I'd like every entry transcribed word for word, with no pictures.
Start of GIVEN RECORDS
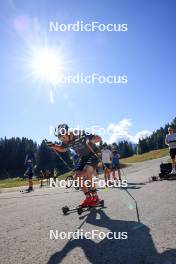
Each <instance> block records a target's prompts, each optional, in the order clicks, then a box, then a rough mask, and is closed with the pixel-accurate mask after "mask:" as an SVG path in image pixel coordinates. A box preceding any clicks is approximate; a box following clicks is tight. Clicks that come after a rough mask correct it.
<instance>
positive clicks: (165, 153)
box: [120, 149, 169, 164]
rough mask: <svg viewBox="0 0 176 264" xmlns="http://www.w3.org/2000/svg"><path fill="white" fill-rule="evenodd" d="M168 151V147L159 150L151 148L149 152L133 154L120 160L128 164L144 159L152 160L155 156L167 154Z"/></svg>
mask: <svg viewBox="0 0 176 264" xmlns="http://www.w3.org/2000/svg"><path fill="white" fill-rule="evenodd" d="M168 153H169V151H168V149H159V150H152V151H150V152H147V153H144V154H141V155H134V156H132V157H129V158H126V159H121V160H120V162H121V163H122V164H129V163H135V162H142V161H146V160H152V159H157V158H162V157H165V156H167V155H168Z"/></svg>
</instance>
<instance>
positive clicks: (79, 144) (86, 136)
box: [47, 124, 101, 207]
mask: <svg viewBox="0 0 176 264" xmlns="http://www.w3.org/2000/svg"><path fill="white" fill-rule="evenodd" d="M55 131H56V133H55V135H56V136H57V138H58V139H59V141H60V144H54V143H52V142H48V143H47V145H48V146H49V147H50V148H52V149H53V150H55V151H57V152H66V151H67V149H68V148H72V149H73V150H74V151H75V152H76V154H77V155H78V156H79V160H78V162H77V165H76V168H75V179H78V181H79V187H80V188H81V190H82V191H83V193H84V195H85V199H84V201H83V202H82V203H81V204H80V206H81V207H88V206H96V205H98V203H99V201H100V200H99V197H98V194H97V191H96V188H95V184H94V183H93V182H92V176H93V172H94V170H95V168H96V167H97V165H98V163H99V159H98V156H97V153H98V148H97V146H96V143H98V142H100V141H101V137H99V136H97V135H92V134H88V133H86V132H85V131H83V130H80V131H78V130H76V131H69V127H68V125H66V124H61V125H59V126H58V127H57V129H56V130H55ZM85 180H88V181H89V184H90V186H88V187H87V186H86V184H85Z"/></svg>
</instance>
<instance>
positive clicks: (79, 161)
mask: <svg viewBox="0 0 176 264" xmlns="http://www.w3.org/2000/svg"><path fill="white" fill-rule="evenodd" d="M98 163H99V160H98V158H97V157H96V156H94V155H89V156H83V157H80V159H79V160H78V162H77V163H76V164H75V171H77V170H83V169H84V167H85V166H86V165H88V166H92V167H93V168H94V169H95V168H96V167H97V165H98Z"/></svg>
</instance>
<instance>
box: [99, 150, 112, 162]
mask: <svg viewBox="0 0 176 264" xmlns="http://www.w3.org/2000/svg"><path fill="white" fill-rule="evenodd" d="M101 154H102V161H103V163H111V157H112V152H111V151H110V150H109V149H103V150H102V151H101Z"/></svg>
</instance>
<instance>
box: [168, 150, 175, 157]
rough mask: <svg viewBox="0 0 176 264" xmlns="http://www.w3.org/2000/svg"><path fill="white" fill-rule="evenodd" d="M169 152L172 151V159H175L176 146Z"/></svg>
mask: <svg viewBox="0 0 176 264" xmlns="http://www.w3.org/2000/svg"><path fill="white" fill-rule="evenodd" d="M169 152H170V156H171V159H175V158H176V148H174V149H170V151H169Z"/></svg>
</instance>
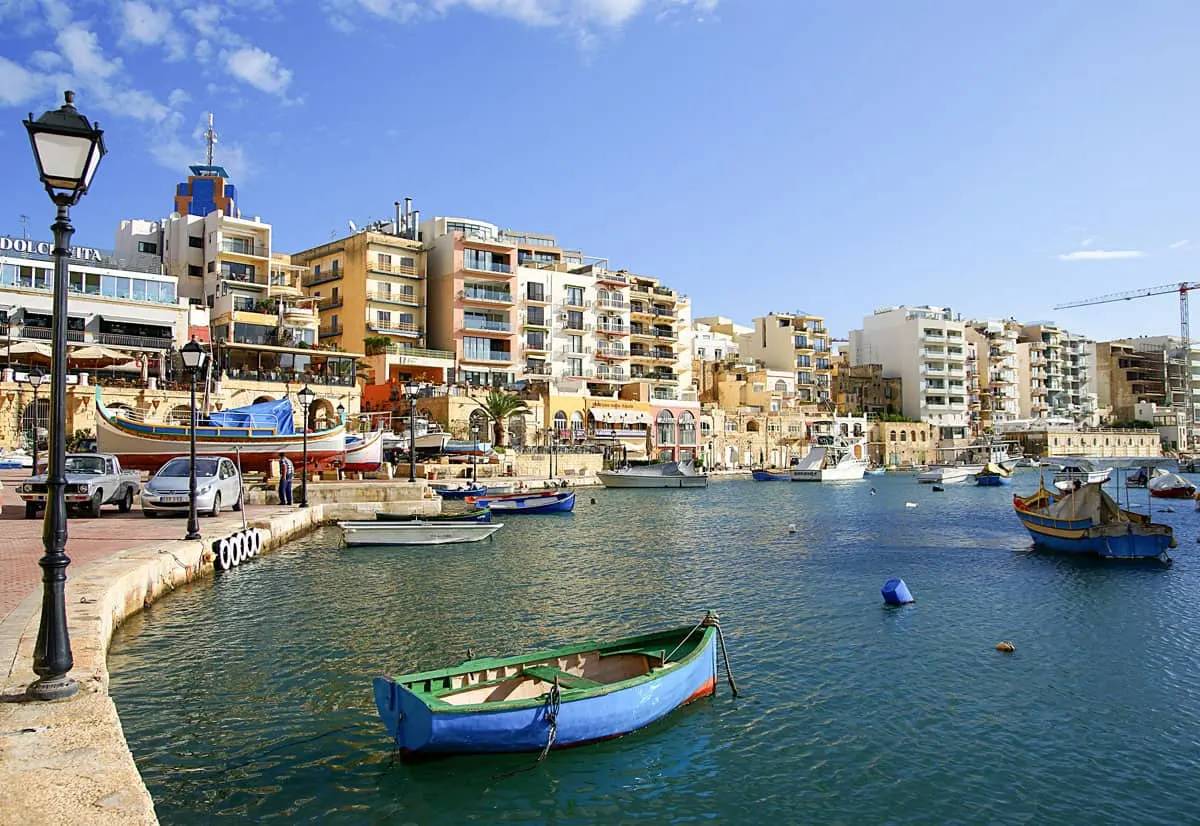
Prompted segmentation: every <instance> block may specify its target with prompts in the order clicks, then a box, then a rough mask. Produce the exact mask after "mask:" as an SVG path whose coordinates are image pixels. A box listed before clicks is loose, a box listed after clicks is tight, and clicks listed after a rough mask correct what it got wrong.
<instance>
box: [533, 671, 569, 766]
mask: <svg viewBox="0 0 1200 826" xmlns="http://www.w3.org/2000/svg"><path fill="white" fill-rule="evenodd" d="M562 707H563V698H562V694H560V693H559V690H558V677H554V684H553V686H552V687H551V689H550V694H547V695H546V707H545V711H544V712H542V717H545V718H546V722H547V723H550V731H547V732H546V747H545V748H544V749H542V750H541V754H539V755H538V762H541V761H542V760H545V759H546V755H547V754H550V748H551V747H552V746H553V744H554V738H556V737H558V711H559V710H560V708H562Z"/></svg>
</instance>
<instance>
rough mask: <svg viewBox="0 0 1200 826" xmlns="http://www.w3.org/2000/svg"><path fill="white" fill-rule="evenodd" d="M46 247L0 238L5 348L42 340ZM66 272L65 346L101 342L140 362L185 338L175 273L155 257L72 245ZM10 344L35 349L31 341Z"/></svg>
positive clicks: (48, 311) (1, 304) (0, 286)
mask: <svg viewBox="0 0 1200 826" xmlns="http://www.w3.org/2000/svg"><path fill="white" fill-rule="evenodd" d="M52 249H53V244H50V243H49V241H41V240H29V239H12V238H2V239H0V333H2V335H4V340H5V343H6V347H7V349H8V353H10V354H11V352H12V348H13V347H14V346H17V345H18V343H19V342H23V341H24V342H44V345H46V346H47V347H48V346H49V341H50V327H52V321H53V300H54V295H53V291H54V261H53V258H52V256H50V251H52ZM67 279H68V280H67V289H68V299H67V319H66V321H67V343H68V345H70V346H71V347H72V351H76V349H78V347H77V346H88V345H102V346H104V347H106V348H108V349H109V351H113V352H114V355H115V353H125V354H127V355H128V360H130V361H131V363H136V364H139V365H140V366H143V367H145V366H146V365H148V363H149V361H154V360H156V359H161V357H162V355H163V354H164V353H166V352H167V351H169V349H172V348H173V347H174V346H176V343H181V342H184V341H186V340H187V329H188V311H187V305H186V303H184V301H181V300H180V297H179V293H178V286H176V282H175V277H174V276H170V275H167V274H164V273H163V269H162V265H161V262H160V261H158V259H157V257H155V256H152V255H151V256H146V255H127V256H120V255H114V253H113V252H110V251H104V250H97V249H92V247H74V249H73V250H72V256H71V263H70V270H68V276H67ZM17 349H18V351H20V349H29V351H30V352H32V353H37V348H36V347H24V348H22V347H18V348H17ZM108 360H115V359H108ZM143 375H144V373H143Z"/></svg>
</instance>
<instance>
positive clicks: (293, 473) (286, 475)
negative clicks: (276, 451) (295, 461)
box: [280, 453, 296, 504]
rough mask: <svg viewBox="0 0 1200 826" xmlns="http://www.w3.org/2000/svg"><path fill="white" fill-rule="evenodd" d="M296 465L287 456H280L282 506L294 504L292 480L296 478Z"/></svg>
mask: <svg viewBox="0 0 1200 826" xmlns="http://www.w3.org/2000/svg"><path fill="white" fill-rule="evenodd" d="M295 472H296V468H295V465H293V463H292V460H290V459H288V457H287V454H282V453H281V454H280V504H292V479H293V477H295Z"/></svg>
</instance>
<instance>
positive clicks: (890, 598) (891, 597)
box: [880, 577, 916, 605]
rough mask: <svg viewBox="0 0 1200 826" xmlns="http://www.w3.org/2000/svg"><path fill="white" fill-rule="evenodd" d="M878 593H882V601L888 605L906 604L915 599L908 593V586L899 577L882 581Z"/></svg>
mask: <svg viewBox="0 0 1200 826" xmlns="http://www.w3.org/2000/svg"><path fill="white" fill-rule="evenodd" d="M880 593H882V594H883V601H884V603H887V604H888V605H907V604H908V603H912V601H916V600H914V599H913V598H912V594H911V593H908V586H907V585H905V583H904V580H901V579H895V577H893V579H890V580H888V581H887V582H884V583H883V587H882V588H880Z"/></svg>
End of GIVEN RECORDS
- SOLVED PROBLEM -
Each <instance> block records a target's prompts, each optional, in the order clicks, then a box, then a rough mask, and is closed with the pixel-accurate mask after "mask:" as an SVG path in image pixel coordinates. A box preceding any clicks is approximate; a box following clicks is tight. Clicks that come after a rough mask correct it.
<instance>
positive clicks: (165, 153)
box: [120, 149, 169, 164]
rough mask: <svg viewBox="0 0 176 264" xmlns="http://www.w3.org/2000/svg"><path fill="white" fill-rule="evenodd" d="M168 151V147L159 150L151 148L149 152L133 154L120 160L128 164L144 159L152 160L155 156L167 154Z"/></svg>
mask: <svg viewBox="0 0 176 264" xmlns="http://www.w3.org/2000/svg"><path fill="white" fill-rule="evenodd" d="M168 153H169V151H168V149H159V150H152V151H150V152H147V153H144V154H141V155H134V156H132V157H129V158H126V159H121V160H120V162H121V163H122V164H129V163H135V162H142V161H146V160H152V159H157V158H162V157H165V156H167V155H168Z"/></svg>
</instance>
<instance>
positive clicks: (79, 144) (86, 136)
box: [47, 124, 101, 207]
mask: <svg viewBox="0 0 176 264" xmlns="http://www.w3.org/2000/svg"><path fill="white" fill-rule="evenodd" d="M55 131H56V133H55V135H56V136H57V138H58V139H59V141H60V144H54V143H52V142H48V143H47V145H48V146H49V147H50V148H52V149H53V150H55V151H57V152H66V151H67V149H68V148H72V149H73V150H74V151H75V152H76V154H77V155H78V156H79V160H78V162H77V165H76V168H75V179H78V181H79V187H80V188H81V190H82V191H83V193H84V195H85V199H84V201H83V202H82V203H81V204H80V206H81V207H88V206H96V205H98V203H99V201H100V200H99V197H98V194H97V191H96V188H95V184H94V183H93V182H92V176H93V172H94V170H95V168H96V167H97V165H98V163H99V159H98V156H97V153H98V148H97V146H96V143H98V142H100V141H101V137H99V136H97V135H92V134H88V133H86V132H85V131H83V130H80V131H78V130H76V131H69V127H68V125H66V124H61V125H59V126H58V127H57V129H56V130H55ZM85 180H88V181H89V184H90V186H88V187H87V186H86V184H85Z"/></svg>
</instance>
<instance>
positive clicks: (79, 161)
mask: <svg viewBox="0 0 176 264" xmlns="http://www.w3.org/2000/svg"><path fill="white" fill-rule="evenodd" d="M98 163H99V160H98V158H97V157H96V156H94V155H89V156H83V157H80V159H79V160H78V162H77V163H76V164H75V171H77V170H83V169H84V167H85V166H86V165H88V166H92V167H93V168H94V169H95V168H96V167H97V165H98Z"/></svg>
</instance>
<instance>
box: [99, 150, 112, 162]
mask: <svg viewBox="0 0 176 264" xmlns="http://www.w3.org/2000/svg"><path fill="white" fill-rule="evenodd" d="M101 154H102V161H103V163H111V157H112V152H111V151H110V150H109V149H103V150H102V151H101Z"/></svg>
</instance>
<instance>
box: [168, 150, 175, 157]
rough mask: <svg viewBox="0 0 176 264" xmlns="http://www.w3.org/2000/svg"><path fill="white" fill-rule="evenodd" d="M169 152L172 151V159H175L176 146Z"/></svg>
mask: <svg viewBox="0 0 176 264" xmlns="http://www.w3.org/2000/svg"><path fill="white" fill-rule="evenodd" d="M169 152H170V156H171V159H175V158H176V148H174V149H170V151H169Z"/></svg>
</instance>
Prompted segmentation: every <instance> block may specify its target with prompts in the order clicks, then a box, then a rough mask. Produce the exact mask after "mask:" as an SVG path whose coordinates are image pixels. A box listed before clicks is loose, a box listed after clicks is tight, and clicks listed after a rough mask correct what it got wrong.
<instance>
box: [533, 671, 569, 766]
mask: <svg viewBox="0 0 1200 826" xmlns="http://www.w3.org/2000/svg"><path fill="white" fill-rule="evenodd" d="M562 707H563V698H562V694H560V693H559V690H558V677H554V684H553V686H552V687H551V689H550V694H547V695H546V707H545V711H544V712H542V717H545V718H546V722H547V723H550V731H547V732H546V747H545V748H544V749H542V750H541V754H539V755H538V762H541V761H542V760H545V759H546V755H547V754H550V748H551V747H552V746H553V744H554V738H556V737H558V711H559V710H560V708H562Z"/></svg>
</instance>
<instance>
rough mask: <svg viewBox="0 0 1200 826" xmlns="http://www.w3.org/2000/svg"><path fill="white" fill-rule="evenodd" d="M46 247L0 238L5 348L42 340ZM66 272L65 346L101 342L140 362L185 338L175 273L155 257L72 245ZM10 344L35 349L31 341Z"/></svg>
positive clicks: (48, 311) (1, 304) (0, 286)
mask: <svg viewBox="0 0 1200 826" xmlns="http://www.w3.org/2000/svg"><path fill="white" fill-rule="evenodd" d="M52 249H53V244H50V243H49V241H41V240H29V239H12V238H2V239H0V333H2V335H4V340H5V343H6V347H7V349H8V353H10V354H11V352H12V348H13V347H14V346H17V345H18V343H19V342H23V341H24V342H44V345H46V346H47V347H48V346H49V341H50V327H52V321H53V300H54V295H53V291H54V261H53V258H52V256H50V251H52ZM67 279H68V280H67V289H68V299H67V319H66V321H67V343H68V345H70V346H71V347H72V351H76V349H78V347H77V346H88V345H102V346H104V347H106V348H108V349H109V351H113V352H114V355H115V353H125V354H127V355H128V360H130V361H131V363H136V364H139V365H140V366H143V367H145V366H146V365H148V363H149V361H154V360H156V359H161V357H162V355H163V354H164V353H166V352H167V351H169V349H172V348H173V347H174V346H176V343H181V342H184V341H186V340H187V329H188V311H187V305H186V303H184V301H181V300H180V297H179V293H178V286H176V282H175V277H174V276H170V275H167V274H164V273H163V269H162V265H161V262H160V261H158V259H157V257H155V256H152V255H151V256H146V255H127V256H120V255H114V253H113V252H110V251H104V250H97V249H92V247H74V249H73V250H72V256H71V263H70V270H68V276H67ZM17 349H18V351H20V349H29V351H30V352H32V353H37V348H36V347H24V348H22V347H18V348H17ZM108 360H115V359H108ZM143 375H144V373H143Z"/></svg>
</instance>
<instance>
positive clicks: (293, 473) (286, 475)
negative clicks: (276, 451) (295, 461)
box: [280, 453, 296, 504]
rough mask: <svg viewBox="0 0 1200 826" xmlns="http://www.w3.org/2000/svg"><path fill="white" fill-rule="evenodd" d="M296 465L287 456H280L282 506L294 504L292 480L296 478Z"/></svg>
mask: <svg viewBox="0 0 1200 826" xmlns="http://www.w3.org/2000/svg"><path fill="white" fill-rule="evenodd" d="M295 472H296V468H295V465H293V463H292V460H290V459H288V457H287V454H282V453H281V454H280V504H292V479H293V477H295Z"/></svg>
</instance>
<instance>
positive clicks: (890, 598) (891, 597)
box: [880, 577, 916, 605]
rough mask: <svg viewBox="0 0 1200 826" xmlns="http://www.w3.org/2000/svg"><path fill="white" fill-rule="evenodd" d="M878 593H882V601L888 605L906 604L915 599L908 593V586L899 577L882 581Z"/></svg>
mask: <svg viewBox="0 0 1200 826" xmlns="http://www.w3.org/2000/svg"><path fill="white" fill-rule="evenodd" d="M880 593H882V594H883V601H884V603H887V604H888V605H907V604H908V603H912V601H916V600H914V599H913V598H912V594H911V593H908V586H907V585H905V583H904V580H901V579H895V577H893V579H890V580H888V581H887V582H884V583H883V587H882V588H880Z"/></svg>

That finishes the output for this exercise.